• ESTRATTO DELLA PAGINA
━━━━

Ma l'entusiasmo dei fedeli non era stato da meno quando, lanciata l'idea del restauro, si fece appello alla loro generosità per sostenerne le spese necessarie: nessuna famiglia è assente nell' elenco degli offerenti, tutti hanno contribuito secondo le loro possibilità, non solo con le offerte in denaro, ma anche con l'oro, che è stato raccolto in quantità quasi sufficiente per la realizzazione delle corone.

Il comitato per la raccolta, presieduto dal Vicario parrocchiale, era formato dalle seguenti persone, che hanno lavorato col massimo impegno ed a costo di grandi sacrifici : per il centro abitato: Lentini Giuseppe e moglie Marando Rosina; Agresta Rosina in Barbaro, Calabria Marietta e marito Catanzariti Francesco; Pangallo Rita in Sergi; Schimizzi Francesco; le sorelle Marando Elisa in Papalia, Anna Maria in Musitano e Marianna in Carbone; per la contrada Lacchi: Oliva Francesca in Pangallo; per la contrada Bosco e Senoli: Zappia Melina in Zappia; per la contrada Marando: Portolesi Giuseppina in Barbaro.

In seguito al restauro si è pensato alle corone che dovevano adornare il capo della Madonna e del Bambino che tiene sulla mano sinistra e addita con la destra. Le corone di cui era corredata la statua prima del restauro erano in lamiera di ottone quella della Madonna e in argento quella del Bambino e molto differenti tra loro nello stile: mentre quella del Bambino era graziosa e di stile settecentesco, molto simile a quello di altri arredi conservati nella chiesa matrice, specie all' ostensorio, in argento, quella della Madonna era alquanto rozza , molto grande di diametro (per cui calava troppo giù sulla fronte) ed ornata di pietre di nessun valore: era necessario creare delle corone in oro, per mano di persona esperta nella materia. Dopo aver consultato alcuni artisti della zona molto esigenti sui prezzi, tramite il dott. Antonio Delfino, nativo di Platì, ci si è rivolti all' orafo calabrese Gerardo Sacco, residente in Crotone, artista molto stimato in campo internazionale, il quale, nonostante la mole di lavori in cantiere, ci è venuto incontro con molta simpatia e riguardo, chiedendo per il lavoro prezzi molto contenuti ( per cui gli esprimemmo la nostra viva riconoscenza ) e scontando l' oro raccolto tra i fedeli, ai prezzi correnti in borsa.

Per i fondi occorrenti, il Parroco ed i collaboratori lanciarono il seguente

INDIRIZZO A TUTTI I PLATIESI RESIDENTI IN PLATI' E NEL MONDO

Il restauro dell'antica e venerata immagine di Maria, dinanzi alla quale si prostrarono i nostri padri nei primi secoli della storia del nostro paese, è un' idea che la Madonna ci ha ispirato e che tutti abbiamo voluto.
E sotto la spinta della fede e dell'entusiasmo, non abbiamo fatto calcoli sulla spesa da affrontare, purché essa costituisse per noi un tesoro di fede e di arte.

━━━━

• INSIEME DI DATI

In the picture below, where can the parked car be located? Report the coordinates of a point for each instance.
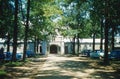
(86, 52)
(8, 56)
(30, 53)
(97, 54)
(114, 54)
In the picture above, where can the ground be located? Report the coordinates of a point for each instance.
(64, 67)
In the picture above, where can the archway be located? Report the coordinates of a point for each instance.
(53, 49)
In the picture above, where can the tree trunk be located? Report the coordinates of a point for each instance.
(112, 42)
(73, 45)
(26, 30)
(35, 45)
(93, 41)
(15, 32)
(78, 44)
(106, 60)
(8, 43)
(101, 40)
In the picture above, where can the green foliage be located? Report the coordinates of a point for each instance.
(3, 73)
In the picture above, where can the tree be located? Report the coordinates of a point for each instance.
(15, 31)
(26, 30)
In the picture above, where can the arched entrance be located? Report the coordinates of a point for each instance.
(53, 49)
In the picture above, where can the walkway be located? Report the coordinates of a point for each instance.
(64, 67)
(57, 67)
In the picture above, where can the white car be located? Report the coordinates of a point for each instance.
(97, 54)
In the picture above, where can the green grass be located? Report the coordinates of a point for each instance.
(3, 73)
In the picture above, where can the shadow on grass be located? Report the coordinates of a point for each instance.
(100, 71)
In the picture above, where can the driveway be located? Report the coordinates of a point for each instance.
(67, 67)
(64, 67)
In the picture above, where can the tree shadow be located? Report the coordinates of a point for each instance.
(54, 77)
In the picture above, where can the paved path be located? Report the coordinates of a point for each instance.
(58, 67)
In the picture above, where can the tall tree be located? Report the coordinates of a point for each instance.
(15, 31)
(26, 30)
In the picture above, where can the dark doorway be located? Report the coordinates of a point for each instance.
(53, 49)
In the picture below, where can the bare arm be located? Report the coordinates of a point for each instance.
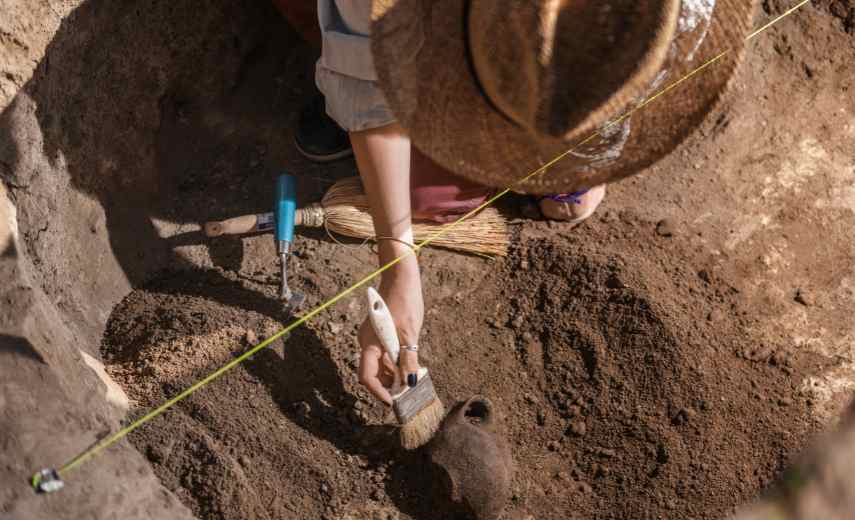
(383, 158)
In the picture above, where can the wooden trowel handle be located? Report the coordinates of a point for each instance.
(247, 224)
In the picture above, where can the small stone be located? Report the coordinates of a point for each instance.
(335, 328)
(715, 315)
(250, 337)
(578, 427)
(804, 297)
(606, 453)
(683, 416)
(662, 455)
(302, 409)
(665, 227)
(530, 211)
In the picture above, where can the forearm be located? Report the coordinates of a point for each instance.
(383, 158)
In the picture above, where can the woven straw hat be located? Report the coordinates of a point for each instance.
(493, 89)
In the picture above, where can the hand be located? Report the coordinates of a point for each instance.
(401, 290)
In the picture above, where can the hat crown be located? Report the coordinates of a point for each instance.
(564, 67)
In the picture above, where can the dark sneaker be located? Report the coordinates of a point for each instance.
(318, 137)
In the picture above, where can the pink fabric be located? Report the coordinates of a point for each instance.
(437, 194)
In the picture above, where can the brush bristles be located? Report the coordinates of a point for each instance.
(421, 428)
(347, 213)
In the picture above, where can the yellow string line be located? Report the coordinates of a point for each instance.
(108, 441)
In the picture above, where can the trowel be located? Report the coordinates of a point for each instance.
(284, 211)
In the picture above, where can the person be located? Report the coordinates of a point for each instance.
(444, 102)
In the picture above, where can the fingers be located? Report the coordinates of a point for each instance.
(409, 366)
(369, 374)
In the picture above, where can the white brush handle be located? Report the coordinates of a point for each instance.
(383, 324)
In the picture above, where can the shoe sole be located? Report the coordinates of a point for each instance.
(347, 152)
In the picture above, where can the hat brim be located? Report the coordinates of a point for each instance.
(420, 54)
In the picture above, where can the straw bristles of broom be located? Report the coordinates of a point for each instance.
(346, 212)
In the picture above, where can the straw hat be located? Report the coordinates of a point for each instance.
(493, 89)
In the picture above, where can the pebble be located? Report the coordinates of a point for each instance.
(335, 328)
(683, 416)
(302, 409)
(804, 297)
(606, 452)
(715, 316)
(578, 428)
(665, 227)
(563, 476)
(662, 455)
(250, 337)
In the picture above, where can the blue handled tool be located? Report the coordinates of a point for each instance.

━━━━

• COMPITI DA SVOLGERE
a – Nell'estratto sul restauro della Madonna, in quale città abitava l'orafo a cui ci si rivolse per le corone?
b – Trasforma in un elenco il paragrafo dell'estratto sul restauro della Madonna che comincia con "Il comitato per la raccolta", mantenendo i fatti principali.
c – Prosegui l'estratto sul restauro della Madonna partendo dal punto in cui si interrompe.
I record non hanno nulla a che vedere con l'estratto sul restauro della Madonna.

• RISULTATI DEI COMPITI
a – A Crotone.

b –
Comitato per la raccolta, presieduto dal Vicario parrocchiale:
- Centro abitato: Lentini Giuseppe e la moglie Marando Rosina; Agresta Rosina in Barbaro; Calabria Marietta e il marito Catanzariti Francesco; Pangallo Rita in Sergi; Schimizzi Francesco; le sorelle Marando Elisa in Papalia, Anna Maria in Musitano e Marianna in Carbone.
- Contrada Lacchi: Oliva Francesca in Pangallo.
- Contrada Bosco e Senoli: Zappia Melina in Zappia.
- Contrada Marando: Portolesi Giuseppina in Barbaro.

c –
Ci siamo rivolti alle persone più competenti: per il restauro l'abbiamo affidata ad artisti restauratori di Firenze, per la corona abbiamo interpellato l'orafo che in questi tempi riscuote i maggiori consensi in Italia e nel mondo: il calabrese GERARDO SACCO, il quale, trattandosi di una corona per la Madonna (in realtà sono due, una per la Madonna e una per il Bambino), ci ha favorito al massimo per la progettazione e per l'esecuzione.
Ma oltre all'oro occorrente, che finora voi tutti avete offerto con encomiabile generosità, bisogna ornarla di gemme preziose vere ed autentiche e quindi di elevato valore.
Le somme che finora abbiamo raccolto le abbiamo impegnato quasi totalmente per il restauro: ci restano da pagare le spese soprattutto per le pietre preziose.
Facciamo appello ancora una volta alla vostra generosità, al vostro entusiasmo, alla vostra devozione.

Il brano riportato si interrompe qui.